Directions for this task => Please copy the items below word for word, starting with their first line and going on through the line containing "M 37 105 L 36".

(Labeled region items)

# # # # # # #

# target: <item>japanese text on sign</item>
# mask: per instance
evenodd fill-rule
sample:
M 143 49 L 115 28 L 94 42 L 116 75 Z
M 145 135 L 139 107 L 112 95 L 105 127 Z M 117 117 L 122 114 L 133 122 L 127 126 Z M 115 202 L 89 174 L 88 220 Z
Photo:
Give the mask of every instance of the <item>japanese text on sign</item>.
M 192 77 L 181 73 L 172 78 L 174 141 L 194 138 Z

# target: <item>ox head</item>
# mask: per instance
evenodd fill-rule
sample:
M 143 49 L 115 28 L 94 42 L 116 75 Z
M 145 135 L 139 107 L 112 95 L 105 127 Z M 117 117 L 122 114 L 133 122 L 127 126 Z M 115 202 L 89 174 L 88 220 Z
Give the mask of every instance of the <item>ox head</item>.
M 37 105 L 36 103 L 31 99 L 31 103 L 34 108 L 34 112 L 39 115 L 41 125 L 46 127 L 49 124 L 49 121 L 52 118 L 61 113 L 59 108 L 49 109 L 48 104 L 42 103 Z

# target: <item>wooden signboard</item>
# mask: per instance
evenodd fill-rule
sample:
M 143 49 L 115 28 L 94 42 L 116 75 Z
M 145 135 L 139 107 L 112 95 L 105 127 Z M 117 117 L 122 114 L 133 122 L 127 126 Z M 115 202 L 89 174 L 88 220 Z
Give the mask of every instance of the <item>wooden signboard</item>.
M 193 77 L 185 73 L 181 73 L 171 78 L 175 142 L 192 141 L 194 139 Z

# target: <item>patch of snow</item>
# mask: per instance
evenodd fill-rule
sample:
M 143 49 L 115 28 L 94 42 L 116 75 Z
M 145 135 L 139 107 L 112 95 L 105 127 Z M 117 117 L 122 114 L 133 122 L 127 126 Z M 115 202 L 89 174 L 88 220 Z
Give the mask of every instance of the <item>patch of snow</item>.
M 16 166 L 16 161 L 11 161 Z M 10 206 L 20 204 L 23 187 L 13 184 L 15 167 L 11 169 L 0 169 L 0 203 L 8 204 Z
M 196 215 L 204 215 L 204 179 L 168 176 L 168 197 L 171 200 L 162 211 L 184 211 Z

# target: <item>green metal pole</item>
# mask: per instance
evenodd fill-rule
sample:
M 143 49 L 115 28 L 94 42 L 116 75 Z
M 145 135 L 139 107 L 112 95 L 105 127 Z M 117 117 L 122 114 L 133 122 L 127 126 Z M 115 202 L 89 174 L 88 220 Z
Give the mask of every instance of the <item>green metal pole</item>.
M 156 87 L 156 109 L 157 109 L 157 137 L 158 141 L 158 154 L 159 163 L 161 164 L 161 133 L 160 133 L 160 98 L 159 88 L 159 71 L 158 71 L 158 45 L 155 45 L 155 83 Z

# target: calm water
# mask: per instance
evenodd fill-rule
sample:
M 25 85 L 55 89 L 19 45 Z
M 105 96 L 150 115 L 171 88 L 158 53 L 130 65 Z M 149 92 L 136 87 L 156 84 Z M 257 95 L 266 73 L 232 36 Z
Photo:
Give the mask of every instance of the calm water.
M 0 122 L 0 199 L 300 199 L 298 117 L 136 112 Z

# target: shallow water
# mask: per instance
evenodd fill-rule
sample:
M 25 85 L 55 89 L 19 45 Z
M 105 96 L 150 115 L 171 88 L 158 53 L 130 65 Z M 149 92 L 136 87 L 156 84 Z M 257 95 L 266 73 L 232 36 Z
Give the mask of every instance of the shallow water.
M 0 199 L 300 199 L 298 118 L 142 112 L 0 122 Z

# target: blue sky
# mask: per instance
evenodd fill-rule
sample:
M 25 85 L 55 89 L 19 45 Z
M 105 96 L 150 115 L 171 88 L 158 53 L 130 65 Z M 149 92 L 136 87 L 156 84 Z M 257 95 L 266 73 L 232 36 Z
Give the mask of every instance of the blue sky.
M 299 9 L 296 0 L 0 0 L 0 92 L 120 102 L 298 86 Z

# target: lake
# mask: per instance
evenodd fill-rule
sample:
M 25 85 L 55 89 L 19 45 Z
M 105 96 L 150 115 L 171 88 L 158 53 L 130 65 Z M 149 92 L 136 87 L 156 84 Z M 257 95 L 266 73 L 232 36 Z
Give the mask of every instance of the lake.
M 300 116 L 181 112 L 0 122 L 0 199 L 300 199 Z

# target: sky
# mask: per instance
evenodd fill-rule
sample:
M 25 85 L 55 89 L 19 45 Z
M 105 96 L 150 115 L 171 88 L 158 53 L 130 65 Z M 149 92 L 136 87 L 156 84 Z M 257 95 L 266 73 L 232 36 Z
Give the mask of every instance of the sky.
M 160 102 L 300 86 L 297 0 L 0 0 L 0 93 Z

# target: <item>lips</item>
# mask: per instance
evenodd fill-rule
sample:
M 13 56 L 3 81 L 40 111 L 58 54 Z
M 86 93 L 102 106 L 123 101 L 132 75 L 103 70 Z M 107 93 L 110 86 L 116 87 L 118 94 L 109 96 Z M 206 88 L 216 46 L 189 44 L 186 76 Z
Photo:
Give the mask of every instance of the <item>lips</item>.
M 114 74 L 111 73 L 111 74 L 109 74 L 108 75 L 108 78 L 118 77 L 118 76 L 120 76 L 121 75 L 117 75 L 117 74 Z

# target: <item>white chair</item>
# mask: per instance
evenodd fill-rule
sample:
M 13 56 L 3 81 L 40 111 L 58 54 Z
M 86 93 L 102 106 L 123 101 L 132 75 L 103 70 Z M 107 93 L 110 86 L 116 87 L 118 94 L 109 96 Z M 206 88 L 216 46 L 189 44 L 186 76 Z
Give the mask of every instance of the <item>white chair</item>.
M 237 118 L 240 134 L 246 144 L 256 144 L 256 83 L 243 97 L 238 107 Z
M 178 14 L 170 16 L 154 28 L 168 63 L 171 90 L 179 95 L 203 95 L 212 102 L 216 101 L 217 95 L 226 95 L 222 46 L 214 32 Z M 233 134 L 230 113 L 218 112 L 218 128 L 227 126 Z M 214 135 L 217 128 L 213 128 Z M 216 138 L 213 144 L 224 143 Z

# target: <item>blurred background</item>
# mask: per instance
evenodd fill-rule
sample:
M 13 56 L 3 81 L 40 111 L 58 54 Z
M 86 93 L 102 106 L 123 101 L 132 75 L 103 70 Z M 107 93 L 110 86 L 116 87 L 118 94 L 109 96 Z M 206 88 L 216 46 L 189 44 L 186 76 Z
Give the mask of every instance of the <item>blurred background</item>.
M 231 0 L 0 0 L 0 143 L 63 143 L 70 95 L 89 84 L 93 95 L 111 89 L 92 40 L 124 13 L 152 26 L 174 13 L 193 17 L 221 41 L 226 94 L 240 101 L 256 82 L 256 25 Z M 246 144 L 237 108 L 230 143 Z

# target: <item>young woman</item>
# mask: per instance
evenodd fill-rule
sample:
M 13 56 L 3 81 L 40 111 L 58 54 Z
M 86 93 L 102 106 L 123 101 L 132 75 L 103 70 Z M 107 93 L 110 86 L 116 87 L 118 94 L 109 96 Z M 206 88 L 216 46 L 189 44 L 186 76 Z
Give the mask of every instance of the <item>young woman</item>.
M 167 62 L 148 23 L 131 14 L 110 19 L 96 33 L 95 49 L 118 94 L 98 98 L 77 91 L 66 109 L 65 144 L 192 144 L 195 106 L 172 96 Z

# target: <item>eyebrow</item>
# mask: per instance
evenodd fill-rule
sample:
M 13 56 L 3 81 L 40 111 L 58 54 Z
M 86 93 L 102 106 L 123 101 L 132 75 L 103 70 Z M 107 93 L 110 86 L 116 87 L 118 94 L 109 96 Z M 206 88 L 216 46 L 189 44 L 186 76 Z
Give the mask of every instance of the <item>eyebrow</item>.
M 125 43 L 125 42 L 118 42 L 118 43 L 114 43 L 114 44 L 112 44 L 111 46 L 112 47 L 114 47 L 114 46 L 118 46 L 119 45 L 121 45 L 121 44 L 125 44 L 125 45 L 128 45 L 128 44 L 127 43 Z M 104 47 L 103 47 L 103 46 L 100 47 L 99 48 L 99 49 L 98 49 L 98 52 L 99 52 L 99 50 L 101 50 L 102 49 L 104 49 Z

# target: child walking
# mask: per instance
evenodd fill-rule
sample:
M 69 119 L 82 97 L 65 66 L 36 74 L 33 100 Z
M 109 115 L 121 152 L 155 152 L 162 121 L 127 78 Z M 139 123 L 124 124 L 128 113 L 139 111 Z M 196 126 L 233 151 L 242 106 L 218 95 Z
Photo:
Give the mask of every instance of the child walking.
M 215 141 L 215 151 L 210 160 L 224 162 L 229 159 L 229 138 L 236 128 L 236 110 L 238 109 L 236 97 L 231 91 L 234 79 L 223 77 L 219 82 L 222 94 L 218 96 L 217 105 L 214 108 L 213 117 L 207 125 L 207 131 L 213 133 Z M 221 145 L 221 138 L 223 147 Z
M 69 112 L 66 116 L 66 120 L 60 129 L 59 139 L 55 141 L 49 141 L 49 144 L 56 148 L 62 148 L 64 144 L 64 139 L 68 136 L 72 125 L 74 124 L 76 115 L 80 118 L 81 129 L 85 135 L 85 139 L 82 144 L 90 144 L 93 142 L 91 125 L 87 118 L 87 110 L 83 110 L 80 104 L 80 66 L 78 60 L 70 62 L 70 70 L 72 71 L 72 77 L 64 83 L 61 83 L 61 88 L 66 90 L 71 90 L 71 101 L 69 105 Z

# # # # # # #

Finished task =>
# target: <item>japanese text on sign</item>
# mask: per instance
evenodd fill-rule
sample:
M 143 49 L 115 28 L 94 42 L 116 75 Z
M 145 135 L 139 107 L 112 95 L 105 127 Z M 117 117 L 122 114 L 133 122 L 127 126 Z M 115 202 L 89 174 L 88 220 Z
Photo:
Give the mask of every instance of the <item>japanese text on sign</item>.
M 192 77 L 181 73 L 172 78 L 174 141 L 194 138 Z

# target: <item>ox head</item>
# mask: per instance
evenodd fill-rule
sample:
M 143 49 L 115 28 L 94 42 L 116 75 Z
M 145 135 L 139 107 L 112 95 L 105 127 Z M 117 117 L 122 114 L 133 122 L 127 126 Z M 115 202 L 89 174 L 88 220 Z
Give the mask of every instance of the <item>ox head</item>.
M 37 105 L 36 103 L 31 99 L 31 103 L 34 108 L 34 112 L 39 115 L 41 125 L 46 127 L 49 124 L 49 121 L 52 118 L 61 113 L 59 108 L 49 109 L 48 104 L 42 103 Z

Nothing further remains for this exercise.